(Records shown begins)

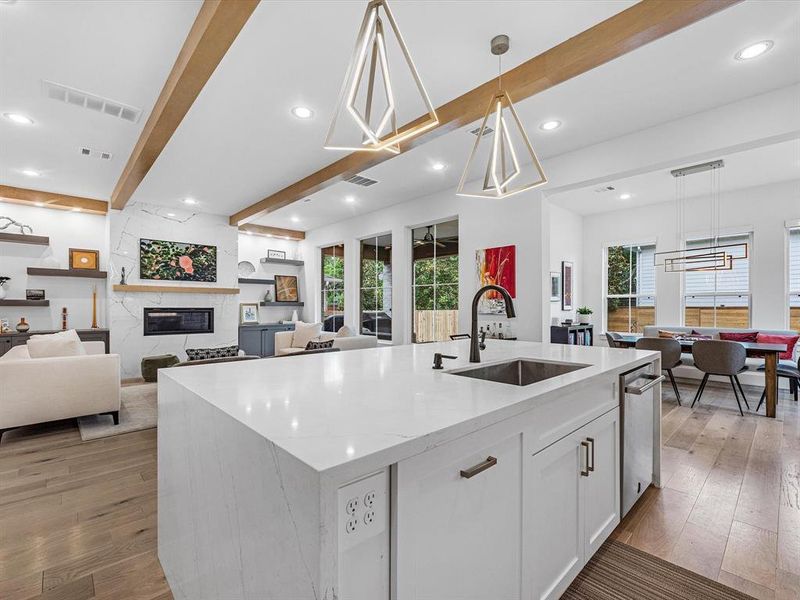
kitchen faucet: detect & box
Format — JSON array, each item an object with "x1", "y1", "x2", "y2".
[{"x1": 470, "y1": 285, "x2": 516, "y2": 363}]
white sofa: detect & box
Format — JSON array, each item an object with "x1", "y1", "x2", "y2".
[
  {"x1": 0, "y1": 341, "x2": 121, "y2": 440},
  {"x1": 274, "y1": 330, "x2": 378, "y2": 356}
]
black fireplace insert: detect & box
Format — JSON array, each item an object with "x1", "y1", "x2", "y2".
[{"x1": 143, "y1": 308, "x2": 214, "y2": 336}]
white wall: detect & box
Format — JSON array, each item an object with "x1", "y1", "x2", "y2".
[
  {"x1": 300, "y1": 187, "x2": 547, "y2": 344},
  {"x1": 237, "y1": 232, "x2": 301, "y2": 322},
  {"x1": 0, "y1": 201, "x2": 109, "y2": 331},
  {"x1": 109, "y1": 202, "x2": 239, "y2": 378},
  {"x1": 580, "y1": 179, "x2": 800, "y2": 334},
  {"x1": 547, "y1": 203, "x2": 583, "y2": 325}
]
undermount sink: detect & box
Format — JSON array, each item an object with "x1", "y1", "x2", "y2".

(Records shown ends)

▶ About this task
Only those lines of the entries above that run from the line containing "black fireplace insert: detect & box" to the line containing "white wall: detect & box", both included, should be transcribed exactly.

▶ Output
black fireplace insert: detect & box
Format — JSON array, each item an object with "x1", "y1", "x2", "y2".
[{"x1": 143, "y1": 308, "x2": 214, "y2": 336}]
white wall: detect & box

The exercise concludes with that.